[Excerpts of bounding box data]
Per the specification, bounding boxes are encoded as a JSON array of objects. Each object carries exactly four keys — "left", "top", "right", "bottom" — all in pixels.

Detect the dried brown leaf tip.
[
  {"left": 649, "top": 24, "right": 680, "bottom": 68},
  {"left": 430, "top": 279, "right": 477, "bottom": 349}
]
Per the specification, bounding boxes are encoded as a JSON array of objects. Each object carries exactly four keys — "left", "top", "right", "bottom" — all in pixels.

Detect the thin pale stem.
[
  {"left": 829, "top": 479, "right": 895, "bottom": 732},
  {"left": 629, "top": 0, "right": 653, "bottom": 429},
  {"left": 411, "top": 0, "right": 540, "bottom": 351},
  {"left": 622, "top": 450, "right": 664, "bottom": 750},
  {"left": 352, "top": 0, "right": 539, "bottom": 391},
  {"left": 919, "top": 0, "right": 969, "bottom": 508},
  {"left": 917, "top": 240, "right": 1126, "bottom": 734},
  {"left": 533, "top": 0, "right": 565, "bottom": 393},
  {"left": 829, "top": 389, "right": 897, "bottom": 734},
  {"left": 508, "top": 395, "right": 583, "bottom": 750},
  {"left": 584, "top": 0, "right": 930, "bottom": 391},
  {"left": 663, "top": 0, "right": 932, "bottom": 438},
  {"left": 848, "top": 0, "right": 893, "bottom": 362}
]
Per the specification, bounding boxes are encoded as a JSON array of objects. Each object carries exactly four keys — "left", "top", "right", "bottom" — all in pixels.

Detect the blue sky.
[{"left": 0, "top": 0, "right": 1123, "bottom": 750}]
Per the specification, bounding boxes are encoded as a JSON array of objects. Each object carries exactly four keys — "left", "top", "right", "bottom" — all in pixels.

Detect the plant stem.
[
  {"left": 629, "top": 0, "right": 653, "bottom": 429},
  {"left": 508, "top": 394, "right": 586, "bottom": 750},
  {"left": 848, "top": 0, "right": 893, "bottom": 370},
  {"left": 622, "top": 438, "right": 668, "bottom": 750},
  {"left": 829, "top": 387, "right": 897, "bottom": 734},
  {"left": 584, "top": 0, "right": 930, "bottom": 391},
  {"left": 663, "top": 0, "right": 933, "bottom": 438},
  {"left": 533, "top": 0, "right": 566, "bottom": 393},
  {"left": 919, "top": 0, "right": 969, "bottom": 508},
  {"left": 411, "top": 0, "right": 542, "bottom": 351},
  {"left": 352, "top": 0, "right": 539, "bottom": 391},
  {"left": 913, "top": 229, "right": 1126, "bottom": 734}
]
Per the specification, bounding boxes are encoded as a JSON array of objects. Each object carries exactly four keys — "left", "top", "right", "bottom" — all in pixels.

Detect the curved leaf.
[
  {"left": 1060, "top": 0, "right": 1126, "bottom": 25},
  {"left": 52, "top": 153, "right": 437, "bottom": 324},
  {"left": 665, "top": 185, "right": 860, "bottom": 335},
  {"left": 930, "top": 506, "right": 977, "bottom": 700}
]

▸ Task brief:
Return every line of the entries above that contains the word "stem".

▸ Result for this task:
Detect the thin pale stem.
Detect the plant stem.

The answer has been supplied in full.